In the comment thread below about the Simpsons' take on soccer, how many points does Johnny-Cakes propose giving each basketball team?

▸ **Document passage**
○ ○ ○ ○ ○

In case you missed the Simpson’s take on Soccer. And so you will know what you are missing.



  1. Johnny-Cakes says:

    This is exactly how I see the World Cup also…but I’m also an elitist American.

    But really, how can ANYONE get worked up over something like this? What a snooze fest, yet when you watch it the fans are going bat-shit. I sometimes wonder if they’re watching something other than the actual game.

    But then again, American sports could use some jazzing up also. For instance, Basketball could be over and done with in about 5 minutes. What you do is have both teams sprint around the court for 2 minutes…and I mean flat out sprint as fast as they can. Then you give each team 99 points, put 2 minutes on the clock and WHAM, you got yourself a basketball game! Hell, you could have a whole playoff in an afternoon.

  2. Nuno says:

    malditos americanos 😛

    it´s football 😡

    it´s more interesting than that… hum rugby thing, with all the protections…

  3. Michael G says:

    American hate soccer, because you have watch it for 45 minutes at a time. No Timeouts, no commercial breaks,

    If you have never played the sport you will never watch it on TV.

    Badmitton anyone?

  4. god says:

    Not a bad representation of the US team at play the other day. Only missing was the 0 – 3 score.

    As for the rest of the world being mistaken — when only the US knows how to offer up sports, politics, ideology and sex — I think our consistency is already well demonstrated.

    It’s like NASCAR instead of road-racing. Two-party politics, the Tweedledee and Tweedledum variety instead of multiple choices. I won’t even bring up “Family Values”. And the Missionary Position; but, only if you’ve been married in a Christian Church.

○ ○ ○ ○ ○

▸ **Entries supplied**
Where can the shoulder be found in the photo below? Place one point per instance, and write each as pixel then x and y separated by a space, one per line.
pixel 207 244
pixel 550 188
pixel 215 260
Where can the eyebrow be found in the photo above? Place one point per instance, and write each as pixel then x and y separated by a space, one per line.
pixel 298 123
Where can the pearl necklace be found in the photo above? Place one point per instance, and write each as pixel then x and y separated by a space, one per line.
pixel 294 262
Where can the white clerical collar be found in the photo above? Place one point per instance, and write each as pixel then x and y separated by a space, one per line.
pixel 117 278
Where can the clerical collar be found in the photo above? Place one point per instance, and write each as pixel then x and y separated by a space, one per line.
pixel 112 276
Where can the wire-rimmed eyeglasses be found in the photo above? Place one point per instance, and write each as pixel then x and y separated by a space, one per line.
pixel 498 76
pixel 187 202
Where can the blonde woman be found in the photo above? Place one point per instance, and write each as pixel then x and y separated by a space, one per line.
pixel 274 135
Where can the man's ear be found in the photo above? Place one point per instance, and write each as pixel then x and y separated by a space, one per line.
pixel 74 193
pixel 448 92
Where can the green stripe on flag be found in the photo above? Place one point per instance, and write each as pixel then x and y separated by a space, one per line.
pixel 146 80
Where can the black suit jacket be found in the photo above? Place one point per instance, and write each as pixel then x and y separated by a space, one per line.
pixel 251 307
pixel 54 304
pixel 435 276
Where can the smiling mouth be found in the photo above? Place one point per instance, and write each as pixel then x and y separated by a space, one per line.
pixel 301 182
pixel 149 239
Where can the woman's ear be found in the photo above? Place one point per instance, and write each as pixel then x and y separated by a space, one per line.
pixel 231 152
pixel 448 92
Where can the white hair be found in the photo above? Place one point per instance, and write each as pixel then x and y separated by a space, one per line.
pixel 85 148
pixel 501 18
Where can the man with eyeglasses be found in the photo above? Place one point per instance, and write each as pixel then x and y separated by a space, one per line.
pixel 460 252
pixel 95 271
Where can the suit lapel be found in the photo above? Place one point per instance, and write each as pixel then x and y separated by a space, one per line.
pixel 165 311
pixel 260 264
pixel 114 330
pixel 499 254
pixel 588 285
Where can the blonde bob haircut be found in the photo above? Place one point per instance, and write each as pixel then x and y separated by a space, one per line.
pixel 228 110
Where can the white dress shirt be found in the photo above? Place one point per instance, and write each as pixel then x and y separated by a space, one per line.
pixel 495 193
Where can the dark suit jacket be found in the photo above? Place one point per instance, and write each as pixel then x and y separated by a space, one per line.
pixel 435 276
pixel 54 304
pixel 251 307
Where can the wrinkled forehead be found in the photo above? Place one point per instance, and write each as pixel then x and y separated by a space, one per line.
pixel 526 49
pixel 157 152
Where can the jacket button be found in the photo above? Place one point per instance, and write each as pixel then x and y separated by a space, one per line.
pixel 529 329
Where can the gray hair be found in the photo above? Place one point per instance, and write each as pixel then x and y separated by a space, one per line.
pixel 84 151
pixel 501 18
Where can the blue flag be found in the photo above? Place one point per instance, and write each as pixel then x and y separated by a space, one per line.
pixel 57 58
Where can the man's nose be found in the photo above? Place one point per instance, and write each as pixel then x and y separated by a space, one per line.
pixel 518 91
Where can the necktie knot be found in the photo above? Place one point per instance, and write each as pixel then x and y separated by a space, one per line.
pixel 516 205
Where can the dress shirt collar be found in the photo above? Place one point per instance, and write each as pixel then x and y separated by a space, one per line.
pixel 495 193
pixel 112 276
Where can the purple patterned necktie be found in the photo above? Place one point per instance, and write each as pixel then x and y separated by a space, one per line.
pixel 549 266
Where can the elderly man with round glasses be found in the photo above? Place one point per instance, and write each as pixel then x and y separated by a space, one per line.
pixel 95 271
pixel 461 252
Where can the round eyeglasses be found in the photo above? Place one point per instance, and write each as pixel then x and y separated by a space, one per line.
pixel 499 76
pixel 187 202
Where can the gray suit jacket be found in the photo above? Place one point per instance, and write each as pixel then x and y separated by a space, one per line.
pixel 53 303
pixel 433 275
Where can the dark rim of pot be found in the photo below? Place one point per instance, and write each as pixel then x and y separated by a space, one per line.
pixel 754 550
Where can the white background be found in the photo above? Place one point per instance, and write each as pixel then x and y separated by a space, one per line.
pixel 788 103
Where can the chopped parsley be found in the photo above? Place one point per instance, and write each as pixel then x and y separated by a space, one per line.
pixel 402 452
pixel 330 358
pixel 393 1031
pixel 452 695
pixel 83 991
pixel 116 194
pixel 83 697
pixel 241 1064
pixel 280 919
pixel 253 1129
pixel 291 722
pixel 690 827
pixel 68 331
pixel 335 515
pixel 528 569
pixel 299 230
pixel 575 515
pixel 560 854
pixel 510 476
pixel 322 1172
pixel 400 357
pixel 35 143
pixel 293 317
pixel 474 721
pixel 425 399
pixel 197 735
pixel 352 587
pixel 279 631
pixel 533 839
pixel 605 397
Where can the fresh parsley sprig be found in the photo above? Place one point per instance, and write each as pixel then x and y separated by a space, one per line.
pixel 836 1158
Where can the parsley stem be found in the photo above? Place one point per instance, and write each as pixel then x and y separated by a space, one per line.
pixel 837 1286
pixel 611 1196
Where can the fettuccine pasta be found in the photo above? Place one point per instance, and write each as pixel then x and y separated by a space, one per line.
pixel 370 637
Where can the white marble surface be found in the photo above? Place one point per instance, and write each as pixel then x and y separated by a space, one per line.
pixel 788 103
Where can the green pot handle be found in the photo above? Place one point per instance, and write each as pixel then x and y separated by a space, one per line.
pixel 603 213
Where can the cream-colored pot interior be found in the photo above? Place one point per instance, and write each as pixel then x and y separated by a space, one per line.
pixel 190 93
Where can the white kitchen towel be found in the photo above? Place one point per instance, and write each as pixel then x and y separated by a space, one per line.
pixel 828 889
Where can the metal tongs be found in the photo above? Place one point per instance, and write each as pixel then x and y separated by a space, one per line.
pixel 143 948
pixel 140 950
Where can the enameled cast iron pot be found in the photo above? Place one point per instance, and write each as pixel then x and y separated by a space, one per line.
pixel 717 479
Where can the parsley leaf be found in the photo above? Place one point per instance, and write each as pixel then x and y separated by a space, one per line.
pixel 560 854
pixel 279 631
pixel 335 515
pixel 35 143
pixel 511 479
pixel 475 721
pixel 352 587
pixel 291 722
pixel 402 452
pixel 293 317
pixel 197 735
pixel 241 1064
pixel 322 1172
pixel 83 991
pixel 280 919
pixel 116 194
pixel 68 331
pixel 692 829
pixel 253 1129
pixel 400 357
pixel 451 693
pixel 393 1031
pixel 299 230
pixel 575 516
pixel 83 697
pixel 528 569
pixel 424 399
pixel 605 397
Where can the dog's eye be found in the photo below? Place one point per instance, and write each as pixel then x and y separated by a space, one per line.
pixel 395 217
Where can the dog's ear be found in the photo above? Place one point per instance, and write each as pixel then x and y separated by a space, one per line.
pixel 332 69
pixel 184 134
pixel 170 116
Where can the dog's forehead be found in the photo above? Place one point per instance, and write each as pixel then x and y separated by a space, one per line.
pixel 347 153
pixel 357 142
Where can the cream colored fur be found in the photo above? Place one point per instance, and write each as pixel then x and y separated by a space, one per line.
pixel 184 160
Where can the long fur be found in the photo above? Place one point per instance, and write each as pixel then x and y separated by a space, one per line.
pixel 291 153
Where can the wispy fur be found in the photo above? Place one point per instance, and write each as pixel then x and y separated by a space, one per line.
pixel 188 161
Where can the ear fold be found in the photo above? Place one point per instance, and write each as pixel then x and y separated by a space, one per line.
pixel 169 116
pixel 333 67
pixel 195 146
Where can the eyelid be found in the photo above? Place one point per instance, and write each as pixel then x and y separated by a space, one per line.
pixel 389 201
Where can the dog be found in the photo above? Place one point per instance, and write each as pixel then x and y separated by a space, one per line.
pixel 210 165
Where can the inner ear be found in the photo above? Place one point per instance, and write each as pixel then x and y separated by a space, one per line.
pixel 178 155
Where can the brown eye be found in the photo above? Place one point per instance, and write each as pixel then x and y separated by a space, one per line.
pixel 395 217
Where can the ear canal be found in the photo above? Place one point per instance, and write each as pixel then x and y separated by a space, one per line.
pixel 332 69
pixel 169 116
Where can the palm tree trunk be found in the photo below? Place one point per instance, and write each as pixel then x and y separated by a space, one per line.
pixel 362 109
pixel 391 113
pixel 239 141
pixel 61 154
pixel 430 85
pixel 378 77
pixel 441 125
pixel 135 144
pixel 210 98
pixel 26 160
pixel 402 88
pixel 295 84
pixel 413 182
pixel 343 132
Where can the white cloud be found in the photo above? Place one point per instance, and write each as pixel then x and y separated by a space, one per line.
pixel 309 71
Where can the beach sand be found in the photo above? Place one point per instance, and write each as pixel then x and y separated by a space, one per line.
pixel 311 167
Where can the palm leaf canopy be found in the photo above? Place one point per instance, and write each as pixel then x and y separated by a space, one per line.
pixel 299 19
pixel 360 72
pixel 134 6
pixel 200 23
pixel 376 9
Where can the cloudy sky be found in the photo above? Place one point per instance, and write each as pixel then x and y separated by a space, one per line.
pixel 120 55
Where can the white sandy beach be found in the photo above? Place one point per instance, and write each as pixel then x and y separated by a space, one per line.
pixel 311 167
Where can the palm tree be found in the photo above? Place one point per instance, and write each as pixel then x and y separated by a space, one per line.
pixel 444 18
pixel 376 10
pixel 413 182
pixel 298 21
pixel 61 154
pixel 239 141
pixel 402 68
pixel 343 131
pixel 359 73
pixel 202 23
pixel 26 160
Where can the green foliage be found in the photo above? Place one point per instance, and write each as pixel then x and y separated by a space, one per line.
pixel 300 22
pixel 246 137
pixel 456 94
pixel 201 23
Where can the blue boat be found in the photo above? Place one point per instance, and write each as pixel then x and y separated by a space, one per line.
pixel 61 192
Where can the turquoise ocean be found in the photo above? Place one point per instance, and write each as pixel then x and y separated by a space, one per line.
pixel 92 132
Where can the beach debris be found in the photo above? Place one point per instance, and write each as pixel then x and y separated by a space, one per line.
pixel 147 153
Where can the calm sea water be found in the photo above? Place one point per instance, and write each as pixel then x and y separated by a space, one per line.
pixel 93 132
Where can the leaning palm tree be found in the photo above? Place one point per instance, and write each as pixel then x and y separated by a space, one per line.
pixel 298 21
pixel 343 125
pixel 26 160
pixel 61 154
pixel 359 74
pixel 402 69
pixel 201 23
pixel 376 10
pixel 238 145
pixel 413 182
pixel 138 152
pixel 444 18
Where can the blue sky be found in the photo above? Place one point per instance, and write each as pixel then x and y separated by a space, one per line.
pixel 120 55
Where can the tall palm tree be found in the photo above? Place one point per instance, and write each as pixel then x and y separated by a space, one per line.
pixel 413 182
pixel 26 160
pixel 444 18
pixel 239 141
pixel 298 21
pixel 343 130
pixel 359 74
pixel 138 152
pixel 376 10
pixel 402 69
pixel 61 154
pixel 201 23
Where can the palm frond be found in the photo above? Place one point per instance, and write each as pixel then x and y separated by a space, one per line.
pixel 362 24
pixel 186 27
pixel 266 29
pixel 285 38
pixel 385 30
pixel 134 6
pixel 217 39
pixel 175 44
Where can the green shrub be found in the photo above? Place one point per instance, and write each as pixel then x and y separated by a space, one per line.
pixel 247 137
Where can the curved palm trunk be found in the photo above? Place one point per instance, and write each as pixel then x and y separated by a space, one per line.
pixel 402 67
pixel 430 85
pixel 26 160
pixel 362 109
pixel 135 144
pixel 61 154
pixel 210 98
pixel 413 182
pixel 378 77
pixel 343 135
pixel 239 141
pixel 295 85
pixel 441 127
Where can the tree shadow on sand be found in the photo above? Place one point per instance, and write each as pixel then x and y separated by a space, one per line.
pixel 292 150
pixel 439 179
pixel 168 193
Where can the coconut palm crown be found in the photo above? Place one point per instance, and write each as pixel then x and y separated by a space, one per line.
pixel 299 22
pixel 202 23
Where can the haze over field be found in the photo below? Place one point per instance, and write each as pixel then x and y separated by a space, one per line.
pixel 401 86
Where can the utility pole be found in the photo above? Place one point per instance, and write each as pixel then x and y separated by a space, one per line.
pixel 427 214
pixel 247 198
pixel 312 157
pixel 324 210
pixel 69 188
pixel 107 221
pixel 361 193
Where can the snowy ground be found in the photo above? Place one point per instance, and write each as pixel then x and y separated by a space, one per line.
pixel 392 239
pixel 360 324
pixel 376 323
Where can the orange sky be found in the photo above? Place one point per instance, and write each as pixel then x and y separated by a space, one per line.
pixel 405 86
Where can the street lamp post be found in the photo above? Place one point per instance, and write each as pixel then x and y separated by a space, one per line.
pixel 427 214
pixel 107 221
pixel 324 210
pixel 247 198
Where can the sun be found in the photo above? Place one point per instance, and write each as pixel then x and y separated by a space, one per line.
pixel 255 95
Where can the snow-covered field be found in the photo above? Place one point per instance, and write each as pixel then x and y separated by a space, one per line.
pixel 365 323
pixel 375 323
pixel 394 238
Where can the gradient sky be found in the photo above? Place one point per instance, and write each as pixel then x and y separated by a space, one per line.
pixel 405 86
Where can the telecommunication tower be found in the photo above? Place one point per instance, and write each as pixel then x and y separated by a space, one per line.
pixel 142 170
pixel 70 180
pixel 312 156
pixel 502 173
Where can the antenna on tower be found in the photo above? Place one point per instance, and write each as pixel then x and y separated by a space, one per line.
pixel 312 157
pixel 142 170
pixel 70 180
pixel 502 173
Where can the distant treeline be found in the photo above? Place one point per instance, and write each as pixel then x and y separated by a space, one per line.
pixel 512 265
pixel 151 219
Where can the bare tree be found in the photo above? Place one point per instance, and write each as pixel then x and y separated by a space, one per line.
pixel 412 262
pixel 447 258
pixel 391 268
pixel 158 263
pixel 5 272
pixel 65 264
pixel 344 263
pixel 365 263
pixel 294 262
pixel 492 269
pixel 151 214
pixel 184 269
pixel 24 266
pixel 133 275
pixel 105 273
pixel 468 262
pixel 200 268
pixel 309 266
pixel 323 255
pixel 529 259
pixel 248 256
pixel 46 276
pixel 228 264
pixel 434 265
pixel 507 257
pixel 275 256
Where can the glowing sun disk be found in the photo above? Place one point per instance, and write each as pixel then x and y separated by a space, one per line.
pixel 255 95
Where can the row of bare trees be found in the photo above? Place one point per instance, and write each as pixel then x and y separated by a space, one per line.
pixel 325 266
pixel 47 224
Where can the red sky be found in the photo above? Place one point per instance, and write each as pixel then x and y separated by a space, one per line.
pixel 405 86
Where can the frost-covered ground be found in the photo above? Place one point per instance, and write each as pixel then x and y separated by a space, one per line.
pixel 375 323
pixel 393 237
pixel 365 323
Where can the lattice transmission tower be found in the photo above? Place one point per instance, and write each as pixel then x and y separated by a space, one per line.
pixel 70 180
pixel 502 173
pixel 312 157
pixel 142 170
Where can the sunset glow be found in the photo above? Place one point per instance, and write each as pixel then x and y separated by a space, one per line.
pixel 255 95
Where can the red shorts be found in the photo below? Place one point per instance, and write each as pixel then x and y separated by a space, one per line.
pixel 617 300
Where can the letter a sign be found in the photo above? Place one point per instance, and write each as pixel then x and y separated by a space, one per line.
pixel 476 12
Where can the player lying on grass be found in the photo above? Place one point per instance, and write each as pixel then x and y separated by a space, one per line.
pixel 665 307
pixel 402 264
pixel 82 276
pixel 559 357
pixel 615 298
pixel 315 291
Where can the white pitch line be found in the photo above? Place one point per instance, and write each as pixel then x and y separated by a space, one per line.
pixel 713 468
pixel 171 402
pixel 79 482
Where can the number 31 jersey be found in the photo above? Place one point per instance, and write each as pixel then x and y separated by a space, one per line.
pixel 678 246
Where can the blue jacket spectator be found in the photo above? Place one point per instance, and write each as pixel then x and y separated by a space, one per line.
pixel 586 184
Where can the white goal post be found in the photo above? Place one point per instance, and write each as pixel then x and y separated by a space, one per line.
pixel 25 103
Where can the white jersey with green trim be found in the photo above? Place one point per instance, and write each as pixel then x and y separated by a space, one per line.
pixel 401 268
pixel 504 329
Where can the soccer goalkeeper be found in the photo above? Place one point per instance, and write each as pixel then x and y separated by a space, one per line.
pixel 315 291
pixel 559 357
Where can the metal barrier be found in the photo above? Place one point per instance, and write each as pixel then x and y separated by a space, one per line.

○ ○ ○ ○ ○

▸ **Written response**
99 points each.